• **EXERCISE DESCRIPTION**
Name each distinct person whose avatar label appears in the comment thread below.

For most of my career - notably the civil service - I've worked in organisations dominated by arts graduates. I've noticed some (not all) have a form of numbers blindness: they may be very smart, but they assess things purely on the cogency and logic of the prose argument.

They genuinely don't find a stat-filled piece such as you or Neil O'Brien might write compelling, they don't understand why someone would be unconvinced by a well-argued piece without any facts (it would convince them!) and when you do tell them to use stats, they throw them in at random, like a colour-blind person asked to decorate a cake.

Oliver Johnson's avatar

I don't want to turn it into a wordcel vs shape rotator thing, but actually it's interesting that the issue here is really one of linguistic precision. There's a difference between "triple our consumption" and "triple their consumption", and you'd hope that arts graduates would be alert to that point, even if their skill set isn't necessarily in doing the sums to check which is right

Matthew Povey's avatar

It’s much worse than innumeracy - it’s not the logic of an argument that they follow so much as the social desirability of it. The numbers are almost irrelevant except as a shield of obscurity as in the case of mechanisms like CFDs.

Rupert Stubbs's avatar

As we retreat to the emotional safety of our social media silos, "fashionable opinion" becomes more based on what Stephen Colbert called (satirically) Truthiness: stuff that *feels true* based on our gut intuition or desire, rather than on facts, evidence, or logic...

Oliver Johnson's avatar

True - though of course some silos are more siloed than others

Mike Mather's avatar

It still amazes me how much stuff gets written that doesn’t pass even the most basic smell test.

Common sense ain’t that common.

• **SUPPLIED DATA**
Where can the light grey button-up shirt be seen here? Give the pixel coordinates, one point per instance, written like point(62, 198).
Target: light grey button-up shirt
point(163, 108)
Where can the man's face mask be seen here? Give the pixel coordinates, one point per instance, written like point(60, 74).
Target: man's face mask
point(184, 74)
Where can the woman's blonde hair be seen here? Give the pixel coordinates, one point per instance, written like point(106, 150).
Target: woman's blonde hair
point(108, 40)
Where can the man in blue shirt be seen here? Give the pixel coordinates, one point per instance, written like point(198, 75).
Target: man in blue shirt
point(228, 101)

• **RIGHT ANSWER**
Oliver Johnson, Matthew Povey, Rupert Stubbs, Mike Mather